* Information given *

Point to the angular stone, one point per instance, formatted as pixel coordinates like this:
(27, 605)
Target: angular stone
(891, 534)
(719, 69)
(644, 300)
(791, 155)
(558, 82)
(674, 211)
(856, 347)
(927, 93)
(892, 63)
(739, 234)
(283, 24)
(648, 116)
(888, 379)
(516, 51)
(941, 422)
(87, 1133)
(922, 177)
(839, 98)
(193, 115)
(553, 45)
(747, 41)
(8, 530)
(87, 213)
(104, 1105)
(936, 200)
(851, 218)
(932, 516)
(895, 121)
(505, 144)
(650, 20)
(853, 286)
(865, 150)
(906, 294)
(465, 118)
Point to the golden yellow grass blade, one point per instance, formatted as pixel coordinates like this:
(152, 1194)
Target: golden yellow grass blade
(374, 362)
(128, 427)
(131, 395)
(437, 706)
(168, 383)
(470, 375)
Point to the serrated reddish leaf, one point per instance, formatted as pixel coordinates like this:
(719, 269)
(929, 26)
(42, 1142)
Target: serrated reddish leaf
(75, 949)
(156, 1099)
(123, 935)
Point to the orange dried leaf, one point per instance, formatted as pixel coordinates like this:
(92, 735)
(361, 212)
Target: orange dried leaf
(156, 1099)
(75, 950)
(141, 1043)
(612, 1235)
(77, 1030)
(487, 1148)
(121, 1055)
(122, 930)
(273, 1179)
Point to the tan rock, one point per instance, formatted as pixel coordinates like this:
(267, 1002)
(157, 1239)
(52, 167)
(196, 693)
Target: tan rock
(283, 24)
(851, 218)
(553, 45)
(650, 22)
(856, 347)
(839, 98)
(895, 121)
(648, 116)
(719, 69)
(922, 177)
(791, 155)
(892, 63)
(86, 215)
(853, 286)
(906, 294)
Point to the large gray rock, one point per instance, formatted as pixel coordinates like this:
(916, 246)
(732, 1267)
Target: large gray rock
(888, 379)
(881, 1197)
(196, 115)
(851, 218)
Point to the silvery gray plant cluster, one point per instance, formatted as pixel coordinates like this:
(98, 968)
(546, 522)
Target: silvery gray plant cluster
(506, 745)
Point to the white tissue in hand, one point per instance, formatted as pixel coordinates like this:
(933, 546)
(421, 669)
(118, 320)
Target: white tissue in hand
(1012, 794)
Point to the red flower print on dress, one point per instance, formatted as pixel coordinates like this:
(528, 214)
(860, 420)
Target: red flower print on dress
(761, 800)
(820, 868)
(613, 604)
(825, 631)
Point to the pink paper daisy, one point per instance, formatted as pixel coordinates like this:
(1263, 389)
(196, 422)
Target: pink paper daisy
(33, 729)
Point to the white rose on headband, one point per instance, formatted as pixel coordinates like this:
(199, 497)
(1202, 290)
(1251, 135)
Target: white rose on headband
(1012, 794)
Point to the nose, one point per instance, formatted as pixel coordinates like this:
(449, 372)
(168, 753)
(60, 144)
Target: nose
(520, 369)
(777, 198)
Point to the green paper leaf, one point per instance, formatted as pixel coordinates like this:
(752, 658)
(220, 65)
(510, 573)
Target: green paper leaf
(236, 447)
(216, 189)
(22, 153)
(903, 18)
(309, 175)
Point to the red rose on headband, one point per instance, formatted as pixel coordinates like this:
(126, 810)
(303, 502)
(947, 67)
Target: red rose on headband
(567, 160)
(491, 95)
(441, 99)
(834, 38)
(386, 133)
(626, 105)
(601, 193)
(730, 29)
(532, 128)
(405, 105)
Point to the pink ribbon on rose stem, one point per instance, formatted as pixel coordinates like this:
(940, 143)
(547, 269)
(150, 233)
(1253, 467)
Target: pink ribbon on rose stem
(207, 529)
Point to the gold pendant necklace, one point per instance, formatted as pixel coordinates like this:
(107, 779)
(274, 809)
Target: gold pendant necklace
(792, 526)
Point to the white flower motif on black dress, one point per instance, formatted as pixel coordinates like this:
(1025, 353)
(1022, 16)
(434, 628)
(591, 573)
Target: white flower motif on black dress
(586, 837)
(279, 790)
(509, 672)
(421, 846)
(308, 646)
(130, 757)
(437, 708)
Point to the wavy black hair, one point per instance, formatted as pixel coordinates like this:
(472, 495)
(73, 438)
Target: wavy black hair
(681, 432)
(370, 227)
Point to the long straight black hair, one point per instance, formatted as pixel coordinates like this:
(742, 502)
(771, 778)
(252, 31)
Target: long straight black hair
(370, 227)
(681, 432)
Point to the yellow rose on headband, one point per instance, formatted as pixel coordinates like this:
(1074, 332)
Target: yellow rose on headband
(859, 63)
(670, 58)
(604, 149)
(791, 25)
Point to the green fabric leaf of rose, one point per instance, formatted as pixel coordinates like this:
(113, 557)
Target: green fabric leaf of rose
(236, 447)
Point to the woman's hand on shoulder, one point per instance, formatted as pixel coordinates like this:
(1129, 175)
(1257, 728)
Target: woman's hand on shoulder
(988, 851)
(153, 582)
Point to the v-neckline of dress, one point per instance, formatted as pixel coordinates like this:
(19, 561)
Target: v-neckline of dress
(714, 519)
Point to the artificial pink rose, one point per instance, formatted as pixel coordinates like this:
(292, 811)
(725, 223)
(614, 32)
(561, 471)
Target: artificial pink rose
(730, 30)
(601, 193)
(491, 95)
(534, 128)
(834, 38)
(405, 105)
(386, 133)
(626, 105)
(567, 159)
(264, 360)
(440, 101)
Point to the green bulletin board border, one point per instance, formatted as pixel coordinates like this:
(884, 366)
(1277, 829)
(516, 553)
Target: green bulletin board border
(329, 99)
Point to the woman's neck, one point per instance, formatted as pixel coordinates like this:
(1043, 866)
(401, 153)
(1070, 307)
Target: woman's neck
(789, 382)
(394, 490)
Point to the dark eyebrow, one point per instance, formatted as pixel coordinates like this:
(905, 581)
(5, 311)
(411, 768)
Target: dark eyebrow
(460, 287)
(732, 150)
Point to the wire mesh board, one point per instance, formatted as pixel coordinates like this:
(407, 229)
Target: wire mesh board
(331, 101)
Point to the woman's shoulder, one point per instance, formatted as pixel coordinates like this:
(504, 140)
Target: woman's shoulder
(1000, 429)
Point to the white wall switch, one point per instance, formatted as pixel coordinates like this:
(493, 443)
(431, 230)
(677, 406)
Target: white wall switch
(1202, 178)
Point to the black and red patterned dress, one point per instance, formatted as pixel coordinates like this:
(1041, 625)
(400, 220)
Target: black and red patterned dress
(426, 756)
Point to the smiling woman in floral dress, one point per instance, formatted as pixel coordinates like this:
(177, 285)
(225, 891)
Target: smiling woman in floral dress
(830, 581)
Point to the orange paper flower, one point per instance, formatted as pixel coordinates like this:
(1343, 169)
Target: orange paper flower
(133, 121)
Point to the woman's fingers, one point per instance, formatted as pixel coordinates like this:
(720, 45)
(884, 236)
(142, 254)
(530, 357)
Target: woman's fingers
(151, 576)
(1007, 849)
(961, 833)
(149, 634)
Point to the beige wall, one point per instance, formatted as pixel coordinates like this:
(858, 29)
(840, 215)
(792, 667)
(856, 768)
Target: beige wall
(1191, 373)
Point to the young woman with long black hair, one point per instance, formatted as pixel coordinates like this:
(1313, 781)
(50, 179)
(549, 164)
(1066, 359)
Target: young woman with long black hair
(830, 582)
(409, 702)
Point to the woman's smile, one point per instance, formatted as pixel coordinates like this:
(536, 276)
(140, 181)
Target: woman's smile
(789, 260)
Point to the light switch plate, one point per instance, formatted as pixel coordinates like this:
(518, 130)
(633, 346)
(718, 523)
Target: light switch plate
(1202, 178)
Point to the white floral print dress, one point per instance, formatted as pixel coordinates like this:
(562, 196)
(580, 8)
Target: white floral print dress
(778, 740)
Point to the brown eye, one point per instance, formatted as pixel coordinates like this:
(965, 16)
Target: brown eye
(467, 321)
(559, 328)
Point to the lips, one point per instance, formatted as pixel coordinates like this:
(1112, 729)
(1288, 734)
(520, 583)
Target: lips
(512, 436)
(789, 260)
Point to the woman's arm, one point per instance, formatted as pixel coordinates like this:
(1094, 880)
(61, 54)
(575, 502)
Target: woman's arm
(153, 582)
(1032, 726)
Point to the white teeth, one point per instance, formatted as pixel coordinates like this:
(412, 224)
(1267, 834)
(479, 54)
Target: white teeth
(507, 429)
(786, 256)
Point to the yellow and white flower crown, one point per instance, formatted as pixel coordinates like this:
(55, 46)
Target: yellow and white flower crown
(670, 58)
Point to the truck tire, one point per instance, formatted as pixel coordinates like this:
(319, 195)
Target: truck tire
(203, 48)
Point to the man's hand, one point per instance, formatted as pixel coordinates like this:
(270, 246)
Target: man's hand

* Your objective *
Copy word for word the lines from the one with "Point to the man's" up to and including the last line of the records.

* Solution for this exercise *
Point to the man's hand, one point per instance, formatted as pixel coordinates like this:
(270, 246)
Target: man's hand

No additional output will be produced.